* _Exercise instructions_
If a line in the listing includes the word "white", copy it out.

*-*-*

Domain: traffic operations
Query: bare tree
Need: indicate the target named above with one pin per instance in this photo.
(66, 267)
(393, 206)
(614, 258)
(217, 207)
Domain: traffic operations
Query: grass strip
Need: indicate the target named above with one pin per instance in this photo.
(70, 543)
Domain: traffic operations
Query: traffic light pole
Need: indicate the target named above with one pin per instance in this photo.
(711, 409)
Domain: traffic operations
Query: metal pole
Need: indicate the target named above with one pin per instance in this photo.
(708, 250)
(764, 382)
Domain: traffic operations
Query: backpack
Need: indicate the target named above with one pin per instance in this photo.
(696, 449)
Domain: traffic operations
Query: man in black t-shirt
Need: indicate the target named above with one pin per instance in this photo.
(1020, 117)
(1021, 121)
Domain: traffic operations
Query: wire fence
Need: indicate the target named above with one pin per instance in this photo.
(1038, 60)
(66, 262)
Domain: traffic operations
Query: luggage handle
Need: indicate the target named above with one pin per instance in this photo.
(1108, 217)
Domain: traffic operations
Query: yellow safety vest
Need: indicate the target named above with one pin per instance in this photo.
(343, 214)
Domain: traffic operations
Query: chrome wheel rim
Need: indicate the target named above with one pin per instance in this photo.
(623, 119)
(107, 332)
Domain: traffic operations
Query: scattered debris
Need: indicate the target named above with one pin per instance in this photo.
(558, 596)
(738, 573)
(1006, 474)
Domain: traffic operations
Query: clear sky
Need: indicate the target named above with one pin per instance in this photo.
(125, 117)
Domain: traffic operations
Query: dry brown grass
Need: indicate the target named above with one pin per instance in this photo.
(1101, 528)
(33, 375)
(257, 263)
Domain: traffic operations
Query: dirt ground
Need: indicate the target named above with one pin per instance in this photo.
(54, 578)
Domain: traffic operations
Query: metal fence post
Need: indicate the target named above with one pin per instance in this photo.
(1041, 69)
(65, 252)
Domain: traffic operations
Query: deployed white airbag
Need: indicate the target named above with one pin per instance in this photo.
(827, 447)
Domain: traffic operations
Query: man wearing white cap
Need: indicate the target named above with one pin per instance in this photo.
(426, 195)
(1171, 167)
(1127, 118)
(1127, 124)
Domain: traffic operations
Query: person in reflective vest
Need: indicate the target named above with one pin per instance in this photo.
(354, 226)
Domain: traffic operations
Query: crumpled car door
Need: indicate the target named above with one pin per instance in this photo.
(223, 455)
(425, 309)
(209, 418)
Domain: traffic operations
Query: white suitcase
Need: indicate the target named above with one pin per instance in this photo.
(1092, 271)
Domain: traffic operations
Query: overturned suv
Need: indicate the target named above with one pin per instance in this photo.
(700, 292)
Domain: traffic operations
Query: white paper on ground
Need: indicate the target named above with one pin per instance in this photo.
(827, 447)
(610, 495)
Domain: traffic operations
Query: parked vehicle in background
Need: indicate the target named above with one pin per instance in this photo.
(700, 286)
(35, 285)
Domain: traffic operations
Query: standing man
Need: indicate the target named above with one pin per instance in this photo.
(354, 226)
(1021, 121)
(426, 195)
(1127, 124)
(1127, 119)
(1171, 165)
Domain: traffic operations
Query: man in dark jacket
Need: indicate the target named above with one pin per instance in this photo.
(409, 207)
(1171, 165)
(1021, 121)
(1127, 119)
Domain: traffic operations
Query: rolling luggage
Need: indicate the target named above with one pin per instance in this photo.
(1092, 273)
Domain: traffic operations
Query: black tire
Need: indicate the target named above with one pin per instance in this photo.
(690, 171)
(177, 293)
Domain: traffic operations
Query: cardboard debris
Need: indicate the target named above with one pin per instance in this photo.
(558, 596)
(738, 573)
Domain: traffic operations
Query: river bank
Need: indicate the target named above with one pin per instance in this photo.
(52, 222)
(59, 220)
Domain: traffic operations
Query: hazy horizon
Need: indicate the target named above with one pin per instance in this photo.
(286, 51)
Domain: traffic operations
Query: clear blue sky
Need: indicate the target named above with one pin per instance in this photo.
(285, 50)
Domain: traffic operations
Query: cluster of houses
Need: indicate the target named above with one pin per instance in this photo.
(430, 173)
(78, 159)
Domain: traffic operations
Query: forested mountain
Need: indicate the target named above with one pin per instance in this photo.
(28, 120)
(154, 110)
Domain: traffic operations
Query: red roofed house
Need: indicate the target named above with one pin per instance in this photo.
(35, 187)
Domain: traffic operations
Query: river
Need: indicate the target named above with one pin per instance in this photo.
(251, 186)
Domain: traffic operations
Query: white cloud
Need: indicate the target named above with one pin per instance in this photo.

*-*-*

* _Result of the task_
Query: deployed white airbag
Query: man wearing white cap
Query: white suitcase
Query: white paper on ground
Query: white cloud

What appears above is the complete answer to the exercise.